** Data supplied follows **

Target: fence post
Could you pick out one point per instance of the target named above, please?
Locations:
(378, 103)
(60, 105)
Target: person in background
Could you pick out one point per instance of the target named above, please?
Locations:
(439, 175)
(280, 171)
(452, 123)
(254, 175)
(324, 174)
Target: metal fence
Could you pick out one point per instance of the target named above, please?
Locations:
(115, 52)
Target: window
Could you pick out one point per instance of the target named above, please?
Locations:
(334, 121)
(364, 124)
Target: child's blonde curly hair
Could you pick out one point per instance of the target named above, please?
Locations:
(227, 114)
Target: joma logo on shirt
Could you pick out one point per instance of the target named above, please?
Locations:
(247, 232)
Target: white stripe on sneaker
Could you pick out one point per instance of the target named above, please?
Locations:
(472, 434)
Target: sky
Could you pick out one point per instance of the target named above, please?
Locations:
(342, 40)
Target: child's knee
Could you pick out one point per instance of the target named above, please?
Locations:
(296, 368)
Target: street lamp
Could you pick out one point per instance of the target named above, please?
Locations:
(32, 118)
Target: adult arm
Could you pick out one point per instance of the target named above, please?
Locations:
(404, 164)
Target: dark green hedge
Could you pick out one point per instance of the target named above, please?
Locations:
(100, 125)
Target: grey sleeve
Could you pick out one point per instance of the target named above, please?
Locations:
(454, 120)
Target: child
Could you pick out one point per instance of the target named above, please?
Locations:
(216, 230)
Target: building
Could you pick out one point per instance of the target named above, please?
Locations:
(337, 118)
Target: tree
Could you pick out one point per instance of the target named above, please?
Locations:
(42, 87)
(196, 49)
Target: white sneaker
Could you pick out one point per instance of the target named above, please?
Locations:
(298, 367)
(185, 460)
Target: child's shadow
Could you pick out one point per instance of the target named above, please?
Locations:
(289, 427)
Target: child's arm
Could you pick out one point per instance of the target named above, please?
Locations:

** End of Data supplied **

# Your objective:
Pick from the records each line that contains the word "child" and show it.

# Solution:
Target: child's blonde curly hair
Target: child's knee
Target: child
Target: child's shadow
Target: child's arm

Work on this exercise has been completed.